» CONSIGNE ÉCRITE A
Pourriez-vous transcrire le passage du rapport du 20 fructidor compris entre « LXXIII - 19 » et « AF IV, 1478). », bornes incluses ?

» TEXTE À LIRE
□ □ □ □ □ □ □

LXXIII - 19 Fructidor an V (5 septembre
              
              
              1797) 
             Rapport du bureau central du 20 fructidor (Arch.
              
              
              Nat., AF IV, 1478). 
             Esprit public. - Les esprits sont généralement animés
              
              
              des meilleures dispositions ; ce premier aspect de frayeur que les
              
              
              événements avaient donné à un assez grand nombre
              
              
              de citoyens a totalement disparu. Le cours des habitudes est repris de tout
              
              
              côté presque comme à l’ordinaire, il y a moins de
              
              
              désapprobateurs de tout ce qui vient d’être fait par les
              
              
              autorités; seulement on témoigne de l’inquiétude sur
              
              
              le brisement et l’anéantissement des ateliers de quelques imprimeurs,
              
              
              et l’on disait que c’était une violation de l’arrêté
              
              
              du Directoire. Il perce des lueurs de mécontentement qu’un assez grand
              
              
              nombre de citoyen concentre au milieu et au sujet des circonstances actuelles;
              
              
              l’égoïsme est tel dans la classe ou des gens aisés ou
              
              
              des personnes livrées au commerce que l’on est sûr de
              
              
              n’être pas atteint. Au surplus, dans cette partie de la
              
              
              société, plus encore que dans toute autre, on éprouve
              
              
              et on manifeste le plus grand éloignement à se mêler
              
              
              d’aucune affaire publique. L’esprit de l’intérieur des familles et
              
              
              des états de moyenne fortunes est celui d’une inquiétude assez
              
              
              vive sur les suites de ces journées, dans l’appréhension où
              
              
              l’on est que des patriotes exagérés ne cherchent à souiller
              
              
              de vengeance et de sang le triomphe du Gouvernement sur ceux qui en fomentaient
              
              
              la ruine. 
             Dans tous les cafés et autres lieux de réunion qui composaient
              
              
              autrefois le quartier dit Saint-Germain, on est doublement content, et de
              
              
              ce que le gouvernement, en prévenant sa perte a sauvé la France
              
              
              des horreurs de la guerre civile, et de ce que la déportation et non
              
              
              la mort sera la seule peine infligée aux coupables de conspiration.
              
              
              Le voeu assez unanime du public est aussi pour la déportation des
              
              
              journalistes auxquels, non seulement les amis, mais aussi quelques ennemis
              
              
              de la République eux-mêmes, font les plus sanglants reproches.

□ □ □ □ □ □ □

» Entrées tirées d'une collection

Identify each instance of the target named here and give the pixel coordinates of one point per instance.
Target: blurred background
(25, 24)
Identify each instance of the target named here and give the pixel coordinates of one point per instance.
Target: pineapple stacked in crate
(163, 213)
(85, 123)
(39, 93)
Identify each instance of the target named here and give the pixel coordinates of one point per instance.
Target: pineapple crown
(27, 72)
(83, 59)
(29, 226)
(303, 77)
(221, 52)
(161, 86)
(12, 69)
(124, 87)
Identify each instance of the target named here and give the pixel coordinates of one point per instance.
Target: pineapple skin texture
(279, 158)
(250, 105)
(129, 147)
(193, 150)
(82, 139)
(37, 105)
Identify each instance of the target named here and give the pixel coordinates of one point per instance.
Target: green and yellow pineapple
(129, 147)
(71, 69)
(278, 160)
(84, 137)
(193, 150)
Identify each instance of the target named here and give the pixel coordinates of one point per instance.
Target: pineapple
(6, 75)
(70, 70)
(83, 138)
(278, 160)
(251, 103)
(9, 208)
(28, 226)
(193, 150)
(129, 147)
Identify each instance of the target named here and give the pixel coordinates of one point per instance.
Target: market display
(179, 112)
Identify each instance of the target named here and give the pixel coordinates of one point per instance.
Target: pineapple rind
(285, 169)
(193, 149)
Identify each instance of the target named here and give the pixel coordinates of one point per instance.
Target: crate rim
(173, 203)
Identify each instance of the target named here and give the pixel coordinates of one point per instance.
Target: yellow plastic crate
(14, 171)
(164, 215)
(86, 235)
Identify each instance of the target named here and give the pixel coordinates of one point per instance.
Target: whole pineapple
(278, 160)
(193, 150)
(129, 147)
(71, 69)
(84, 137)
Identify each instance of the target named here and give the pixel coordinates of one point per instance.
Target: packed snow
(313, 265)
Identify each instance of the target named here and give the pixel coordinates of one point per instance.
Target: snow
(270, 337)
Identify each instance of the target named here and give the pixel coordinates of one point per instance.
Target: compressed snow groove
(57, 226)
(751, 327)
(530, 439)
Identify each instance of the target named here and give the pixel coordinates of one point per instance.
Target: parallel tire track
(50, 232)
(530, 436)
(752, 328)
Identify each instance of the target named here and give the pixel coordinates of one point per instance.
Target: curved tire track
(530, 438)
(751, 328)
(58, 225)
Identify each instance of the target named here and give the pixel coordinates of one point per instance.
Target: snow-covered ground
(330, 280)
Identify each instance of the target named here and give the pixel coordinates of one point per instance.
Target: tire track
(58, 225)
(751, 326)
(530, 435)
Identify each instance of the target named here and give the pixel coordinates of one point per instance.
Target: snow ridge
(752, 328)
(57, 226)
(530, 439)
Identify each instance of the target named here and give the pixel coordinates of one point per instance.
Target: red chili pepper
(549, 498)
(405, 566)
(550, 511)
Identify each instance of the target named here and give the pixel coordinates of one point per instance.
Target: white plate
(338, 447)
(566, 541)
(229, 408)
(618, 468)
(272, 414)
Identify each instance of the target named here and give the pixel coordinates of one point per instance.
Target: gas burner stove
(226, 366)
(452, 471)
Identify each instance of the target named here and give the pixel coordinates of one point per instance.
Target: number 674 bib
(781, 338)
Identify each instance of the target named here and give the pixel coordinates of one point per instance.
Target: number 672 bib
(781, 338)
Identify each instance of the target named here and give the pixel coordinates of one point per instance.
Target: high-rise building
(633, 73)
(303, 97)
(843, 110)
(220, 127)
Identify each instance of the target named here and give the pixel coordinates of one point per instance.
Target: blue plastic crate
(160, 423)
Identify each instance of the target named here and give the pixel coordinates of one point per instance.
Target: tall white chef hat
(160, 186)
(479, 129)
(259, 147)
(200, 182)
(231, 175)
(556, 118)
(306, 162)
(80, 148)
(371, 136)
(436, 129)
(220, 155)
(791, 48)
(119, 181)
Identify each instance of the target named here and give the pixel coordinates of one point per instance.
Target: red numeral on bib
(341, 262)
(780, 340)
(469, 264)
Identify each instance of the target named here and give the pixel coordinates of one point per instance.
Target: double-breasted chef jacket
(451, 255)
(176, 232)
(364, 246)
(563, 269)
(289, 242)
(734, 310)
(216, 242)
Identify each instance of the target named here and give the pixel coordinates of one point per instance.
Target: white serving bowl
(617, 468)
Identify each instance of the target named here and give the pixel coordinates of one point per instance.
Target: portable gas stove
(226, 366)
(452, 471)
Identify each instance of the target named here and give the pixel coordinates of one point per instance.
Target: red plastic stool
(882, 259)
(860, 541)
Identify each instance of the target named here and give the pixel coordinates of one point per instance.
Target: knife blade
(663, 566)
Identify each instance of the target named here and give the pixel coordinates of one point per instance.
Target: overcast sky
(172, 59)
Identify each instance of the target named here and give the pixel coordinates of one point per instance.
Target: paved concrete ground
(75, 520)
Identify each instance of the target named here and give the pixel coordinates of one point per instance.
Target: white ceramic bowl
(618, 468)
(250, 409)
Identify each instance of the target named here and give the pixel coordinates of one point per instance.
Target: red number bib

□ □ □ □ □ □ □

» CONSIGNE ÉCRITE B
Quelles lignes des entrées contiennent la chaîne « number » ? Renvoyez-les toutes, sans rien y changer.

» RÉPONSE A
LXXIII - 19 Fructidor an V (5 septembre
              
              
              1797) 
             Rapport du bureau central du 20 fructidor (Arch.
              
              
              Nat., AF IV, 1478).

» RÉPONSE B
Target: number 674 bib
Target: number 672 bib
Target: red number bib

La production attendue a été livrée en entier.